Natural-language object grounding data:
• • •
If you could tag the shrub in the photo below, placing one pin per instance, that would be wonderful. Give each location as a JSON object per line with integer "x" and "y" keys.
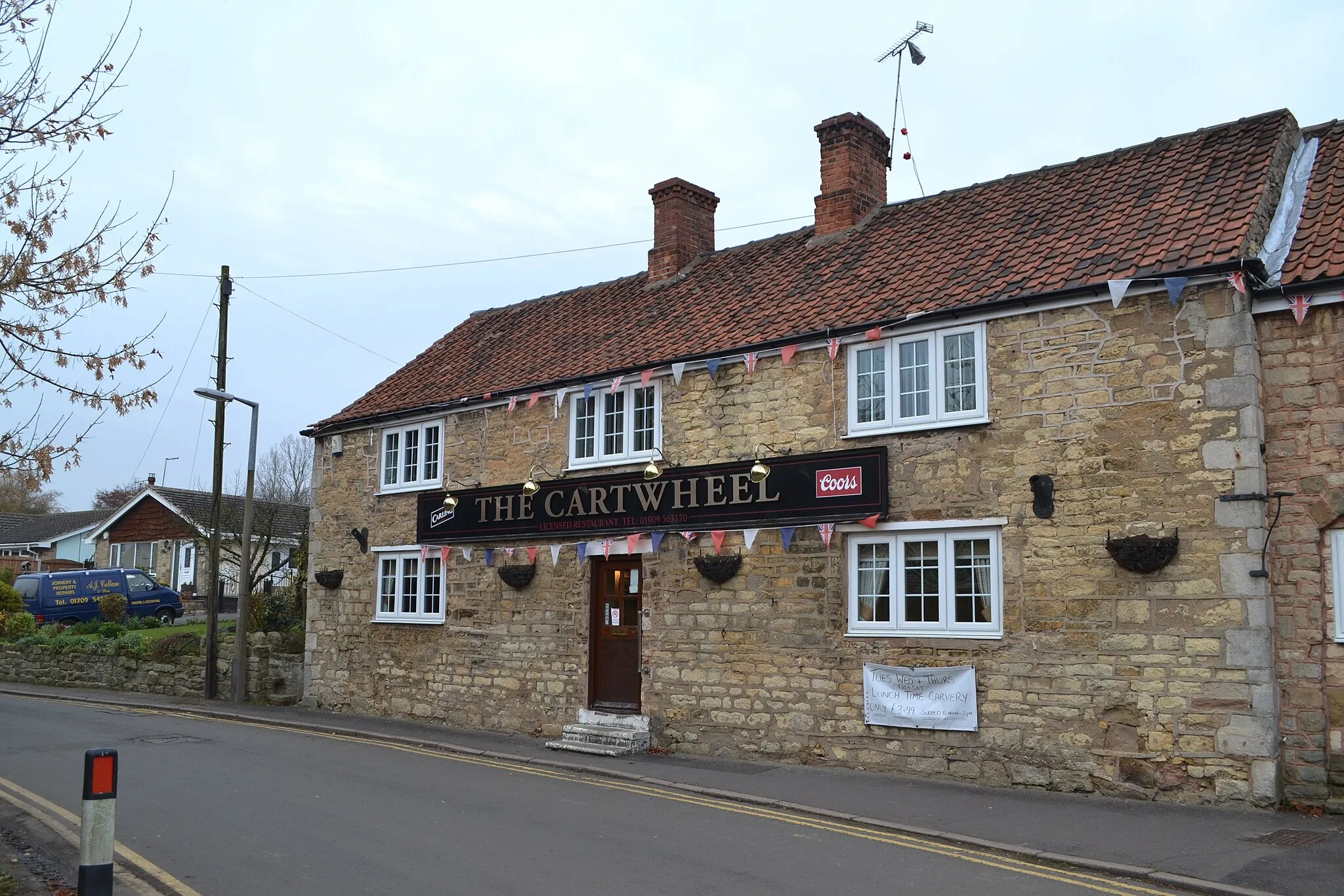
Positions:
{"x": 20, "y": 625}
{"x": 175, "y": 645}
{"x": 114, "y": 607}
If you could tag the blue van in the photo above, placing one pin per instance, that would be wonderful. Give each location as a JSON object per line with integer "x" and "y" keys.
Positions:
{"x": 73, "y": 596}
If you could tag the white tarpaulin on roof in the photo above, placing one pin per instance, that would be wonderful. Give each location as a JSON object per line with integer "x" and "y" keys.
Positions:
{"x": 902, "y": 697}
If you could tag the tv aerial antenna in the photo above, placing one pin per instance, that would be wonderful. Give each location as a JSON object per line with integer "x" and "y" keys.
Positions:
{"x": 900, "y": 50}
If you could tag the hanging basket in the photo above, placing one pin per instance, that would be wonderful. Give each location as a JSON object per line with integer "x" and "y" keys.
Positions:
{"x": 518, "y": 577}
{"x": 718, "y": 567}
{"x": 1143, "y": 552}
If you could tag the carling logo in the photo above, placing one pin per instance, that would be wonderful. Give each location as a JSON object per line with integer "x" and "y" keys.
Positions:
{"x": 832, "y": 484}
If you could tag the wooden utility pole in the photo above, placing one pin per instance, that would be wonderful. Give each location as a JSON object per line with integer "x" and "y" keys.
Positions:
{"x": 226, "y": 288}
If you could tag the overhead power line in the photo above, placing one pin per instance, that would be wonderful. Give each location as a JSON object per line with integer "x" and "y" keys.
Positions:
{"x": 474, "y": 261}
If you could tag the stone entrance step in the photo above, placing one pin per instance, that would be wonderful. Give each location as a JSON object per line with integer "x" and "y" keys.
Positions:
{"x": 605, "y": 735}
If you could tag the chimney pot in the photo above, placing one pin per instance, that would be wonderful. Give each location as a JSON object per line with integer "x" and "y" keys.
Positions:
{"x": 683, "y": 226}
{"x": 854, "y": 171}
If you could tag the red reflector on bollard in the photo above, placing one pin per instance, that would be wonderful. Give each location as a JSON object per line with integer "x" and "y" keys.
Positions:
{"x": 100, "y": 774}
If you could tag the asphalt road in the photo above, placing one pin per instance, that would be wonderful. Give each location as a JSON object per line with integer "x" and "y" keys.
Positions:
{"x": 233, "y": 807}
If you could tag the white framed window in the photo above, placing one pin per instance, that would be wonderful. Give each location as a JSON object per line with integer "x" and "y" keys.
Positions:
{"x": 938, "y": 583}
{"x": 1337, "y": 567}
{"x": 409, "y": 589}
{"x": 135, "y": 554}
{"x": 616, "y": 428}
{"x": 410, "y": 457}
{"x": 924, "y": 380}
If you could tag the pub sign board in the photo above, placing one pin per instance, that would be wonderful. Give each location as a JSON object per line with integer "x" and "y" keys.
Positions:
{"x": 833, "y": 487}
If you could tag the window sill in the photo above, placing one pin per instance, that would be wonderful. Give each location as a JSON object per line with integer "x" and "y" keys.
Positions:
{"x": 409, "y": 489}
{"x": 931, "y": 636}
{"x": 919, "y": 428}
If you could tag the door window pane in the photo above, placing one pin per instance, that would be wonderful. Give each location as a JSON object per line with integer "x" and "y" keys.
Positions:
{"x": 875, "y": 582}
{"x": 914, "y": 379}
{"x": 971, "y": 580}
{"x": 410, "y": 579}
{"x": 613, "y": 424}
{"x": 585, "y": 426}
{"x": 959, "y": 367}
{"x": 391, "y": 451}
{"x": 872, "y": 384}
{"x": 921, "y": 566}
{"x": 387, "y": 587}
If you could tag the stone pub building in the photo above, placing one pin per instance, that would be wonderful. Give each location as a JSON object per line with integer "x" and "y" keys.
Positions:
{"x": 1015, "y": 426}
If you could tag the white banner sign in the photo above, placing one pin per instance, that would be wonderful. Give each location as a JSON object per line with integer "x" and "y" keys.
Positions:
{"x": 904, "y": 697}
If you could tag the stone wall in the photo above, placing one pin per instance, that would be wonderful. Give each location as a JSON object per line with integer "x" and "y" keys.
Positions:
{"x": 272, "y": 678}
{"x": 1304, "y": 374}
{"x": 1154, "y": 685}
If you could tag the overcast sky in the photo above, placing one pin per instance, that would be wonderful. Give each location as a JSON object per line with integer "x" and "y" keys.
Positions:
{"x": 322, "y": 136}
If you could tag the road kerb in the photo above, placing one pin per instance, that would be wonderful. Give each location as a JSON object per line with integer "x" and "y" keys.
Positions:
{"x": 1133, "y": 872}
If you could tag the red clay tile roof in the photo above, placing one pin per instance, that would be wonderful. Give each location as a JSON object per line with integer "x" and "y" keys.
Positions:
{"x": 1318, "y": 250}
{"x": 1172, "y": 205}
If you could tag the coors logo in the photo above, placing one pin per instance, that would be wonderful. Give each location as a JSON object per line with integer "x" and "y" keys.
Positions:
{"x": 832, "y": 484}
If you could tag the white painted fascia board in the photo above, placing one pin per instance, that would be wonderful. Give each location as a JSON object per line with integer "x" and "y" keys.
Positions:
{"x": 1270, "y": 304}
{"x": 927, "y": 525}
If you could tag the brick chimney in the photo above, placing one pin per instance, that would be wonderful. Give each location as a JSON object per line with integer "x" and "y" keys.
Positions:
{"x": 854, "y": 171}
{"x": 683, "y": 226}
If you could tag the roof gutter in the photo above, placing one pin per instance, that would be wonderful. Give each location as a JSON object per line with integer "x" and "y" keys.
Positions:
{"x": 1254, "y": 266}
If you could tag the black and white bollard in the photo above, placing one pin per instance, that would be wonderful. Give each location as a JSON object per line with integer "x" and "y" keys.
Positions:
{"x": 97, "y": 837}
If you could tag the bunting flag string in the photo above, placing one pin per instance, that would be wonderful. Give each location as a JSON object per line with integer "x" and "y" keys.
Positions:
{"x": 1175, "y": 287}
{"x": 1117, "y": 291}
{"x": 1300, "y": 305}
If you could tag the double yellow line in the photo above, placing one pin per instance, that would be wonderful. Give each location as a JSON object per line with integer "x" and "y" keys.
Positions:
{"x": 986, "y": 857}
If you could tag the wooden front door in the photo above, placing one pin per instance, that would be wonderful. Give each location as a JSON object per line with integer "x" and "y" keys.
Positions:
{"x": 614, "y": 669}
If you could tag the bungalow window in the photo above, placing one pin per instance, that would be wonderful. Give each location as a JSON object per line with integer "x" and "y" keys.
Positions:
{"x": 927, "y": 583}
{"x": 613, "y": 428}
{"x": 411, "y": 457}
{"x": 410, "y": 589}
{"x": 918, "y": 382}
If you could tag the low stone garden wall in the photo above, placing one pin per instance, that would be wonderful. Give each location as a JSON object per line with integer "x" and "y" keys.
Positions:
{"x": 68, "y": 662}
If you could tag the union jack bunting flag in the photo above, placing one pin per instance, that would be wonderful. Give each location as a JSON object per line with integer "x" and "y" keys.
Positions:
{"x": 1300, "y": 305}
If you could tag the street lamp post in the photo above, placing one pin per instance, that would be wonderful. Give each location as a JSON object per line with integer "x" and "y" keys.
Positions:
{"x": 240, "y": 678}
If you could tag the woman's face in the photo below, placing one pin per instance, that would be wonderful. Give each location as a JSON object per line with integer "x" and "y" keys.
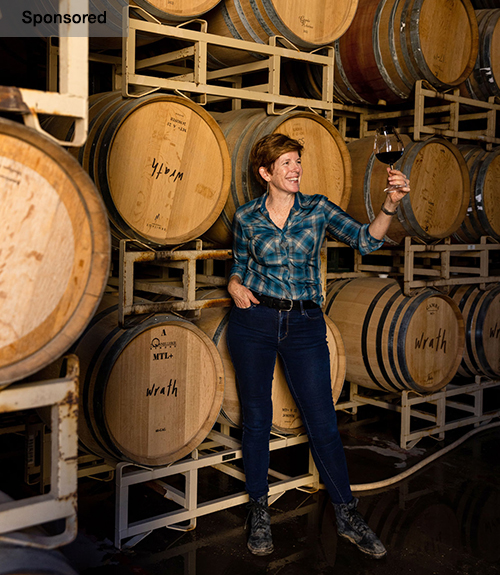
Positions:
{"x": 287, "y": 173}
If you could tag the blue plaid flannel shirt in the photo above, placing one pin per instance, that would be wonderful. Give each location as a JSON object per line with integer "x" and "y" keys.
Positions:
{"x": 286, "y": 263}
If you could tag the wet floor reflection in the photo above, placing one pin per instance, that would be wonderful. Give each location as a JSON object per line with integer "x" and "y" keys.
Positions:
{"x": 444, "y": 520}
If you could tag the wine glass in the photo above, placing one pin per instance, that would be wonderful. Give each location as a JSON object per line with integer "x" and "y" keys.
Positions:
{"x": 388, "y": 147}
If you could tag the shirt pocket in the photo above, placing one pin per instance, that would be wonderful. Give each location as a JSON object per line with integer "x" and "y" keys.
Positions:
{"x": 303, "y": 245}
{"x": 265, "y": 250}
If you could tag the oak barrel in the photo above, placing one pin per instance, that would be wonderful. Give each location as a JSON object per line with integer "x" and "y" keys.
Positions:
{"x": 55, "y": 247}
{"x": 440, "y": 188}
{"x": 162, "y": 165}
{"x": 481, "y": 313}
{"x": 393, "y": 43}
{"x": 149, "y": 393}
{"x": 176, "y": 10}
{"x": 308, "y": 24}
{"x": 326, "y": 160}
{"x": 394, "y": 342}
{"x": 484, "y": 80}
{"x": 483, "y": 214}
{"x": 286, "y": 417}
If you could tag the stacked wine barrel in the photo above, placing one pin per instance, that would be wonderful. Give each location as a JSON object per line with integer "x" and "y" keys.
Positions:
{"x": 55, "y": 248}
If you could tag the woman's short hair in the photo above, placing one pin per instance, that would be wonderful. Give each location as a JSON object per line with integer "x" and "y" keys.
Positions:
{"x": 268, "y": 149}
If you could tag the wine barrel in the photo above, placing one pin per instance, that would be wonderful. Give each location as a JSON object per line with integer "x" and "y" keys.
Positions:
{"x": 440, "y": 188}
{"x": 484, "y": 80}
{"x": 481, "y": 313}
{"x": 286, "y": 416}
{"x": 483, "y": 214}
{"x": 326, "y": 160}
{"x": 149, "y": 393}
{"x": 393, "y": 43}
{"x": 176, "y": 10}
{"x": 308, "y": 24}
{"x": 394, "y": 342}
{"x": 55, "y": 248}
{"x": 161, "y": 164}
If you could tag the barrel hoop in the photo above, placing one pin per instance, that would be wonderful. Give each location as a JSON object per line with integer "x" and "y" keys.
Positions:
{"x": 246, "y": 175}
{"x": 403, "y": 330}
{"x": 378, "y": 339}
{"x": 483, "y": 219}
{"x": 281, "y": 27}
{"x": 86, "y": 386}
{"x": 481, "y": 316}
{"x": 378, "y": 54}
{"x": 96, "y": 319}
{"x": 461, "y": 304}
{"x": 468, "y": 331}
{"x": 393, "y": 29}
{"x": 261, "y": 20}
{"x": 334, "y": 297}
{"x": 229, "y": 23}
{"x": 416, "y": 48}
{"x": 390, "y": 343}
{"x": 364, "y": 334}
{"x": 486, "y": 29}
{"x": 405, "y": 213}
{"x": 246, "y": 23}
{"x": 342, "y": 73}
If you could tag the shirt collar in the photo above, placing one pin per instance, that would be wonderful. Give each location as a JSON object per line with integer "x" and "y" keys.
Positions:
{"x": 298, "y": 203}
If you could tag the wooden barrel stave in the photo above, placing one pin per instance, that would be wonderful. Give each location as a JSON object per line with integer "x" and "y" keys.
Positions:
{"x": 481, "y": 313}
{"x": 176, "y": 10}
{"x": 307, "y": 24}
{"x": 483, "y": 214}
{"x": 163, "y": 359}
{"x": 394, "y": 342}
{"x": 286, "y": 416}
{"x": 484, "y": 80}
{"x": 393, "y": 43}
{"x": 440, "y": 188}
{"x": 49, "y": 295}
{"x": 134, "y": 142}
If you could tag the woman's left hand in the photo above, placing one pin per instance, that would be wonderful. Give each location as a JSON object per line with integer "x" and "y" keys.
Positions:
{"x": 401, "y": 185}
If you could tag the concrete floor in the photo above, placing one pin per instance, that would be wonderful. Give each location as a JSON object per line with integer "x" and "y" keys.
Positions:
{"x": 443, "y": 520}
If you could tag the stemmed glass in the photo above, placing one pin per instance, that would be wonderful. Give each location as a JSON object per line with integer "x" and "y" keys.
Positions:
{"x": 388, "y": 148}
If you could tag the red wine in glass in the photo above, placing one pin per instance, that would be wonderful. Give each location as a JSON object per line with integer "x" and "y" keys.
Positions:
{"x": 388, "y": 147}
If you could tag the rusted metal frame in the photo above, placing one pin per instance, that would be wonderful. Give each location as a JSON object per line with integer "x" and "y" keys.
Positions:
{"x": 186, "y": 259}
{"x": 71, "y": 100}
{"x": 60, "y": 503}
{"x": 191, "y": 508}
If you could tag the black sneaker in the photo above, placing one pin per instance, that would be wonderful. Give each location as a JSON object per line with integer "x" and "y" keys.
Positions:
{"x": 260, "y": 540}
{"x": 352, "y": 526}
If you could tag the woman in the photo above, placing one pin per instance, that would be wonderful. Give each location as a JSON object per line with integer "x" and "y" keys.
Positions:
{"x": 276, "y": 286}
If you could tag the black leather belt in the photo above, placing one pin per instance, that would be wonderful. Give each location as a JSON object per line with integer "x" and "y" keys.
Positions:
{"x": 285, "y": 304}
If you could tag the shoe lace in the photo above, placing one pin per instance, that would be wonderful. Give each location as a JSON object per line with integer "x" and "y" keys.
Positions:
{"x": 258, "y": 514}
{"x": 357, "y": 522}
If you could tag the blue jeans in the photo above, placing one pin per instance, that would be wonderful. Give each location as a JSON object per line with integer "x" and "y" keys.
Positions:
{"x": 255, "y": 336}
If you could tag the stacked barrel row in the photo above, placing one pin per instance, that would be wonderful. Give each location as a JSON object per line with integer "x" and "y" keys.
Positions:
{"x": 167, "y": 172}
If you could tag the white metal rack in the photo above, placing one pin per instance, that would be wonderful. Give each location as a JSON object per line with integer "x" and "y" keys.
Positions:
{"x": 60, "y": 503}
{"x": 219, "y": 451}
{"x": 71, "y": 98}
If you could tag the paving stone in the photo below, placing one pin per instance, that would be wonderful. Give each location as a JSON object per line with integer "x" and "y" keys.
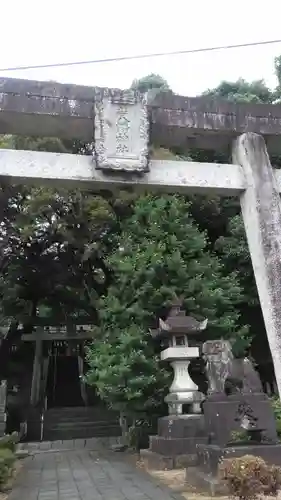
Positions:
{"x": 77, "y": 473}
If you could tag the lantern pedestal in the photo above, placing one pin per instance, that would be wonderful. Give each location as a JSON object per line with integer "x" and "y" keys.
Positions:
{"x": 184, "y": 427}
{"x": 183, "y": 391}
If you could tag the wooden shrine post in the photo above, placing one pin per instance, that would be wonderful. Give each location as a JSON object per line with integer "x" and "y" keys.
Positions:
{"x": 124, "y": 124}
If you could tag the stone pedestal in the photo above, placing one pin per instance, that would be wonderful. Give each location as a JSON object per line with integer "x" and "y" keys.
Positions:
{"x": 223, "y": 416}
{"x": 183, "y": 390}
{"x": 3, "y": 395}
{"x": 176, "y": 443}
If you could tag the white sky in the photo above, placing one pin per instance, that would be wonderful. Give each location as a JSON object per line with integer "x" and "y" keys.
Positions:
{"x": 57, "y": 31}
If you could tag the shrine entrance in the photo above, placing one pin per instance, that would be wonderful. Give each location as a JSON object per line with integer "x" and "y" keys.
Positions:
{"x": 64, "y": 382}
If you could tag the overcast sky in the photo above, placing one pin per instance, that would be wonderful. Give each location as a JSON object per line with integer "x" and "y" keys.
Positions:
{"x": 58, "y": 31}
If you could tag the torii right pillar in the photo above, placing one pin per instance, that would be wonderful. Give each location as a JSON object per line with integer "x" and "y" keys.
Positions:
{"x": 261, "y": 210}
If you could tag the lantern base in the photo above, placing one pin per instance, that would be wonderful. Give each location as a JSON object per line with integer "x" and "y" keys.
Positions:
{"x": 177, "y": 440}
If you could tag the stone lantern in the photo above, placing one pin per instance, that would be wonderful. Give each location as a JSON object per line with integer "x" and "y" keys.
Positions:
{"x": 183, "y": 429}
{"x": 176, "y": 331}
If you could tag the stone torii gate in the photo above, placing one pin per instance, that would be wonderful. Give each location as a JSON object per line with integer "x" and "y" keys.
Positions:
{"x": 121, "y": 124}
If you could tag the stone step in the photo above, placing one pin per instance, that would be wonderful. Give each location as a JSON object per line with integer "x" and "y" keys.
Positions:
{"x": 84, "y": 425}
{"x": 81, "y": 433}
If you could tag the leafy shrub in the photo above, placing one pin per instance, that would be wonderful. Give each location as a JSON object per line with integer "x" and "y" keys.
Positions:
{"x": 238, "y": 436}
{"x": 276, "y": 405}
{"x": 248, "y": 477}
{"x": 9, "y": 441}
{"x": 7, "y": 459}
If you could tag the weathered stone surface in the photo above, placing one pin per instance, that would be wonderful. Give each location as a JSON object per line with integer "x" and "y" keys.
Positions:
{"x": 85, "y": 475}
{"x": 218, "y": 356}
{"x": 121, "y": 131}
{"x": 67, "y": 111}
{"x": 261, "y": 211}
{"x": 69, "y": 170}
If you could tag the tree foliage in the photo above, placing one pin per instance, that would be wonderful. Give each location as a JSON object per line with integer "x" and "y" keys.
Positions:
{"x": 161, "y": 255}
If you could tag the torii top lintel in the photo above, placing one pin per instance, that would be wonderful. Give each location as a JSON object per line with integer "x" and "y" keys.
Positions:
{"x": 67, "y": 111}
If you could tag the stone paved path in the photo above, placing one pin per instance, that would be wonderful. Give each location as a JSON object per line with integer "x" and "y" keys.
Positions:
{"x": 82, "y": 474}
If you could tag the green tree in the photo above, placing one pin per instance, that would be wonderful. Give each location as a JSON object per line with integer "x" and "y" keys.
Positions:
{"x": 150, "y": 82}
{"x": 161, "y": 255}
{"x": 243, "y": 91}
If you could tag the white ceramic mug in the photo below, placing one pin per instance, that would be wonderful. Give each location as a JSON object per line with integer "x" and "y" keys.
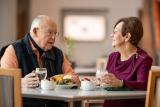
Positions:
{"x": 87, "y": 85}
{"x": 47, "y": 85}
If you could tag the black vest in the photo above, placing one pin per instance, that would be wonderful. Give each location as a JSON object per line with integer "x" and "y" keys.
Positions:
{"x": 27, "y": 60}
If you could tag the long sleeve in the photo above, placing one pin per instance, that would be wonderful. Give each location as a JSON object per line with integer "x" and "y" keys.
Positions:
{"x": 141, "y": 77}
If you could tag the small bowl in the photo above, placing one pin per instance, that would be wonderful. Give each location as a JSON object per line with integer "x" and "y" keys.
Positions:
{"x": 87, "y": 85}
{"x": 47, "y": 85}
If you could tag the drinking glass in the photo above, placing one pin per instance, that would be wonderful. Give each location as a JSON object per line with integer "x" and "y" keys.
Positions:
{"x": 42, "y": 73}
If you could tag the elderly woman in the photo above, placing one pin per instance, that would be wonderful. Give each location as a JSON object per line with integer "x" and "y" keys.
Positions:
{"x": 129, "y": 66}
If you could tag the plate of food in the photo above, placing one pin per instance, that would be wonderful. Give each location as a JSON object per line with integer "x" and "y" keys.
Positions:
{"x": 63, "y": 81}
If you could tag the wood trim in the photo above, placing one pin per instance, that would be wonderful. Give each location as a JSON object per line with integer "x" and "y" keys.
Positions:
{"x": 16, "y": 73}
{"x": 153, "y": 75}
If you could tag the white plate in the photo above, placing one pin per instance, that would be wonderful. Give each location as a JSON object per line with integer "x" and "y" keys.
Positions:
• • •
[WHAT THE TASK REQUIRES]
Work out how many lines in the data include "roof". Answer with the number only.

[YOUR SOLUTION]
3